TASK STATEMENT> Extract from the listing each line in which the word "painted" appears.

SOURCE RECORDS>
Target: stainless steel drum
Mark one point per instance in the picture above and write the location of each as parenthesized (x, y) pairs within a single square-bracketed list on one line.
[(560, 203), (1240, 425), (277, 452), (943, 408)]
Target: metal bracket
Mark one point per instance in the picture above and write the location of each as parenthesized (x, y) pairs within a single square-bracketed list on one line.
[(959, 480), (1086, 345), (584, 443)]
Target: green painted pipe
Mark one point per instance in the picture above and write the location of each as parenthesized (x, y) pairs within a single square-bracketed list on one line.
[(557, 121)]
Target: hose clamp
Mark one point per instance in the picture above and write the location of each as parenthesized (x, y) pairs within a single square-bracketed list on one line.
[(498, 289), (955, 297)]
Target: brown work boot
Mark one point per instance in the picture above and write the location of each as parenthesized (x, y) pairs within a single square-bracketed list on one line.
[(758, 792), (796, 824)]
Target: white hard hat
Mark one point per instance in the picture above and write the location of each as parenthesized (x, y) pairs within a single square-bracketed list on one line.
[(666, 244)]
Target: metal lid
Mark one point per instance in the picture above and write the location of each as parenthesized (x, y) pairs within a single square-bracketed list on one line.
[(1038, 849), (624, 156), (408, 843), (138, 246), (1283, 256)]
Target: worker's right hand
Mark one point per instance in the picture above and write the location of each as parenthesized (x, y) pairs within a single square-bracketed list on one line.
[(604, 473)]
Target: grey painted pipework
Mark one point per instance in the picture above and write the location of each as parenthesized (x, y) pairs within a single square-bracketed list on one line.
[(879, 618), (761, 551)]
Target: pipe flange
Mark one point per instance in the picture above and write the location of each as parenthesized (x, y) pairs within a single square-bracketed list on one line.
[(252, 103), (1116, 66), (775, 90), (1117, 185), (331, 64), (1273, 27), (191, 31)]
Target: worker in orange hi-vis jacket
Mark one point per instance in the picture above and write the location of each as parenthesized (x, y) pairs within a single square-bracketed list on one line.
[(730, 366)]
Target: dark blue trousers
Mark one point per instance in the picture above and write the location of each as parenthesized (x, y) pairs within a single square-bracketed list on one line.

WRITTEN ANSWER>
Target: green painted pipe
Target: grey painted pipework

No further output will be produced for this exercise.